- PROVIDED RECORDS
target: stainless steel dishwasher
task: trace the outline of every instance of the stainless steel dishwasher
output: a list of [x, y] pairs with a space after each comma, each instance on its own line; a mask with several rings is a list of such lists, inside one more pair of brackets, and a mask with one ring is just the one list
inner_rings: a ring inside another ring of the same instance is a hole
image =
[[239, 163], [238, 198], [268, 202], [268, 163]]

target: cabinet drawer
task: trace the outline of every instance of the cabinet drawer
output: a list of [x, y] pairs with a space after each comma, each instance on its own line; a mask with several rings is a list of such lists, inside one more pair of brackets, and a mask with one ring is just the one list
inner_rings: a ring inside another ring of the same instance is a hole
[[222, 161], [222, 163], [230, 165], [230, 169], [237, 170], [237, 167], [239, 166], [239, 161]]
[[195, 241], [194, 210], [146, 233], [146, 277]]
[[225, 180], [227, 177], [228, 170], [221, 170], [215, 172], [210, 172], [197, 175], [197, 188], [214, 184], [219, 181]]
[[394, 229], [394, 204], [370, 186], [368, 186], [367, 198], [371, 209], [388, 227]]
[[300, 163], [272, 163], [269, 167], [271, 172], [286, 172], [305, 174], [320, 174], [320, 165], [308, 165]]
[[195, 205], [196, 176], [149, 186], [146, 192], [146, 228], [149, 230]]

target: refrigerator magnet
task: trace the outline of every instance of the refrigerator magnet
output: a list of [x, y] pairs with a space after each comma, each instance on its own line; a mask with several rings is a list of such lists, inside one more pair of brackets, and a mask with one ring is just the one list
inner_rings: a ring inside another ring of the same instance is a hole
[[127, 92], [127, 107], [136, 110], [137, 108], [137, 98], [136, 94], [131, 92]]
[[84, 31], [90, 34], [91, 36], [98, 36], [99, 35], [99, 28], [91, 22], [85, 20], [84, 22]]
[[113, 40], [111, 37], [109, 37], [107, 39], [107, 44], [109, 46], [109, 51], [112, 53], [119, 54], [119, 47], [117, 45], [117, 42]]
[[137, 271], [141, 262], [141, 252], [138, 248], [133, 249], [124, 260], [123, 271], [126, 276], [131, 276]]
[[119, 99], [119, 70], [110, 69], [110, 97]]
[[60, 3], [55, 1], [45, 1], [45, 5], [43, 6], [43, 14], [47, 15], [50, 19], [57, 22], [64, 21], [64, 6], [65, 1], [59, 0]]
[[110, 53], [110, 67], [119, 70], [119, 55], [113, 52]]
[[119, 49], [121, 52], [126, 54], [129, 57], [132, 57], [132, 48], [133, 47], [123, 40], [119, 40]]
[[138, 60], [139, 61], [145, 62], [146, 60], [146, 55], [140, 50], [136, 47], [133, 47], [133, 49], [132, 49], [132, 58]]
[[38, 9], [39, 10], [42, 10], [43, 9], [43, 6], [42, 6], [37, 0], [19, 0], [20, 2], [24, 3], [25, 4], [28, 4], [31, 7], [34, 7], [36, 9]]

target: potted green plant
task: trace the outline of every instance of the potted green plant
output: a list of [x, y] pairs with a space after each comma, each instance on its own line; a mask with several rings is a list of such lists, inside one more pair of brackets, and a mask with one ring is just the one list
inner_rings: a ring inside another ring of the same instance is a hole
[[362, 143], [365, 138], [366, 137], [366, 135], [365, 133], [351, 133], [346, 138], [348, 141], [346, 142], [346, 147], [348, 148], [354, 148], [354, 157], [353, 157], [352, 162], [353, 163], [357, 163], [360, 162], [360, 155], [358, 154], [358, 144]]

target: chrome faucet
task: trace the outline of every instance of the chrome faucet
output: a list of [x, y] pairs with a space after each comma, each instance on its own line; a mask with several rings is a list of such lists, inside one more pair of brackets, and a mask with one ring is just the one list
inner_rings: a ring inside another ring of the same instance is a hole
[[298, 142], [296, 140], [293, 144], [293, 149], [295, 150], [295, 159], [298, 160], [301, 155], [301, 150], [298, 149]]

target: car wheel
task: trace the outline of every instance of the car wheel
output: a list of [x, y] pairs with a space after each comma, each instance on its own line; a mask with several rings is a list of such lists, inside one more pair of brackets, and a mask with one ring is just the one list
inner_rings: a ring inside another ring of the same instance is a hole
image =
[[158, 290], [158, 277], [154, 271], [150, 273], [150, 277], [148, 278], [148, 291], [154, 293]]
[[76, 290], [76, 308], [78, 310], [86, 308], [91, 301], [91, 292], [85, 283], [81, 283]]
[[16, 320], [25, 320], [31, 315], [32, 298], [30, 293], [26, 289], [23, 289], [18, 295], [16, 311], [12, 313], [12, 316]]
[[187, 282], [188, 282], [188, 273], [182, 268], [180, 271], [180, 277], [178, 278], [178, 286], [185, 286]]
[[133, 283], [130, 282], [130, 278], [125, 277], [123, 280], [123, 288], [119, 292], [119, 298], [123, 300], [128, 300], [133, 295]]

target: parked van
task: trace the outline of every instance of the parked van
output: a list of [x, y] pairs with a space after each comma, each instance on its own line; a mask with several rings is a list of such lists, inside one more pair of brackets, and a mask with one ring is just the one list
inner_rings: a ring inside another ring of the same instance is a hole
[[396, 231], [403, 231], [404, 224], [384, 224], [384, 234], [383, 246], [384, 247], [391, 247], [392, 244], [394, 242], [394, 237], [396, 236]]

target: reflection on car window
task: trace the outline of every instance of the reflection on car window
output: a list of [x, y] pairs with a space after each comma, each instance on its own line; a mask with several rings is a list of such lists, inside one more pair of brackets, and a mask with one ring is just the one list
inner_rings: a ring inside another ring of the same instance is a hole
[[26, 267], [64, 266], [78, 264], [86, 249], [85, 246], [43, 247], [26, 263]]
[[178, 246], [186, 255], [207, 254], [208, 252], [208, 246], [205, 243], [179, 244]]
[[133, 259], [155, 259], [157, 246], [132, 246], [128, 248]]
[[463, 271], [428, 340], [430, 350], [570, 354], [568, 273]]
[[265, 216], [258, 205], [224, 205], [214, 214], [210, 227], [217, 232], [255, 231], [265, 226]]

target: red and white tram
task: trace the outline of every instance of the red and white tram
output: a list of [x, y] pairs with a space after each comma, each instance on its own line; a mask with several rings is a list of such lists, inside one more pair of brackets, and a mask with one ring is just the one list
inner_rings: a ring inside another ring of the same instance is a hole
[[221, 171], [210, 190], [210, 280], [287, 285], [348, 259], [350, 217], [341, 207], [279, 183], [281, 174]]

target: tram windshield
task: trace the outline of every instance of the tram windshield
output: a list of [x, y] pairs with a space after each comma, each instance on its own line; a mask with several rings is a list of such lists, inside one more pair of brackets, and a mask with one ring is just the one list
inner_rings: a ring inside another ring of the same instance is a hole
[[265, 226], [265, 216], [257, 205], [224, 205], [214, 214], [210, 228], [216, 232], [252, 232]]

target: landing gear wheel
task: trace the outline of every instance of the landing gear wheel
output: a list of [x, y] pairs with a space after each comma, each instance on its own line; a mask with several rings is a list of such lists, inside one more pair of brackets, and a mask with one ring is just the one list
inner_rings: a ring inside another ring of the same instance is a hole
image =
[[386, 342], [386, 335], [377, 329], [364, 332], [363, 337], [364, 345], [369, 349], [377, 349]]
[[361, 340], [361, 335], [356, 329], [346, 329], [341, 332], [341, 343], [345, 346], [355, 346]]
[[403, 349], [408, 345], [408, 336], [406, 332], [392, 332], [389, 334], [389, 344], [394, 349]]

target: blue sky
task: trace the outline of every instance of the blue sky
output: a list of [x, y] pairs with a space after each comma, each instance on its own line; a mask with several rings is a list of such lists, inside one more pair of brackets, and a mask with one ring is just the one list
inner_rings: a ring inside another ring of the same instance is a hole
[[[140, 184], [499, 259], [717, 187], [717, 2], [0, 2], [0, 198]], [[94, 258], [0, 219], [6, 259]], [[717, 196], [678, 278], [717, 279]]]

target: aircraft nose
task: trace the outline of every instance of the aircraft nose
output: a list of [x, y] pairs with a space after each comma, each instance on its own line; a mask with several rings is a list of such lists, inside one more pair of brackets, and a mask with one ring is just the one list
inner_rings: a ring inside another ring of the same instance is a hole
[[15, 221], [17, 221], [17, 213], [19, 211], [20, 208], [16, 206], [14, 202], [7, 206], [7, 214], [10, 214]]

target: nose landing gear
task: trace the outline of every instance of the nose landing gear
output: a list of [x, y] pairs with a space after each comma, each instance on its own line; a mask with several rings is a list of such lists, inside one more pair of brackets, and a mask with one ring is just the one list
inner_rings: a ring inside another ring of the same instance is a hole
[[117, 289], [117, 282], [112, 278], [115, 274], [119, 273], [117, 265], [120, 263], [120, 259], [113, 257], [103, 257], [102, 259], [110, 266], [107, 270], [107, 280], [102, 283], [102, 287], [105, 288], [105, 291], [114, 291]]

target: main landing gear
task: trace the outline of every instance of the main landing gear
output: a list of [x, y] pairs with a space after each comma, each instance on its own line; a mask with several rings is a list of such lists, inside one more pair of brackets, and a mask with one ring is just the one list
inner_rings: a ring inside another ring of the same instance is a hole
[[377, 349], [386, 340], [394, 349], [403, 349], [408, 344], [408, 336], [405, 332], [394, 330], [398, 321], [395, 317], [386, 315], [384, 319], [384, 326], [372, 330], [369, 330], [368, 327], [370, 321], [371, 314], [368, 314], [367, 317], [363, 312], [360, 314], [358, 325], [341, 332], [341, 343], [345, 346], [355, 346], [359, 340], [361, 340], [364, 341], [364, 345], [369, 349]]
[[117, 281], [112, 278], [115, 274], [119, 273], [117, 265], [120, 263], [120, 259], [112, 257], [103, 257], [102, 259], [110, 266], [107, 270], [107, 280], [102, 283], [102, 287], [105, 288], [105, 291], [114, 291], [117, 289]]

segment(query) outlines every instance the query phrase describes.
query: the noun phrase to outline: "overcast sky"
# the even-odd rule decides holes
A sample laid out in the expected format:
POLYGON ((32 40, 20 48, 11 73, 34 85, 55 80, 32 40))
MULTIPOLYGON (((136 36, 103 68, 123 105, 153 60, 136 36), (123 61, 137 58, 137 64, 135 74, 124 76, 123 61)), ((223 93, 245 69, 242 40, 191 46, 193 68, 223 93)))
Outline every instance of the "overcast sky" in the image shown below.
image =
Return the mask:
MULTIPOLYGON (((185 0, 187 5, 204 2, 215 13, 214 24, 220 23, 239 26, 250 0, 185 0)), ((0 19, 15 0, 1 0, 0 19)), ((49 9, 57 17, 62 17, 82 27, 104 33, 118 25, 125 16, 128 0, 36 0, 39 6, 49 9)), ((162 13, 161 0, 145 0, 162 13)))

- WHAT THE TASK ASKS
Reproduce as a numbered list, omitting blank lines, the stretch of the records from the line containing "segment(query) outlines every" through the end of the records, both ends included.

- SOLUTION TO THIS PROBLEM
1. segment(query) outlines every instance the query phrase describes.
2. query: the noun phrase to outline: "overcast sky"
3. # the even-odd rule decides holes
4. A sample laid out in the expected format:
5. POLYGON ((32 40, 20 48, 11 73, 34 85, 55 80, 32 40))
6. MULTIPOLYGON (((136 36, 103 68, 123 105, 153 60, 136 36), (123 61, 137 58, 137 64, 135 74, 124 76, 123 61)), ((223 93, 245 69, 242 40, 191 46, 193 68, 223 93)))
7. Outline every instance of the "overcast sky" in the image shown below.
8. image =
9. Return the mask:
10. MULTIPOLYGON (((185 0, 187 5, 204 2, 215 13, 214 24, 220 23, 239 26, 250 0, 185 0)), ((0 19, 15 0, 1 0, 0 19)), ((49 9, 57 17, 62 17, 82 27, 104 33, 118 25, 125 16, 128 0, 36 0, 39 6, 49 9)), ((162 13, 161 0, 145 0, 162 13)))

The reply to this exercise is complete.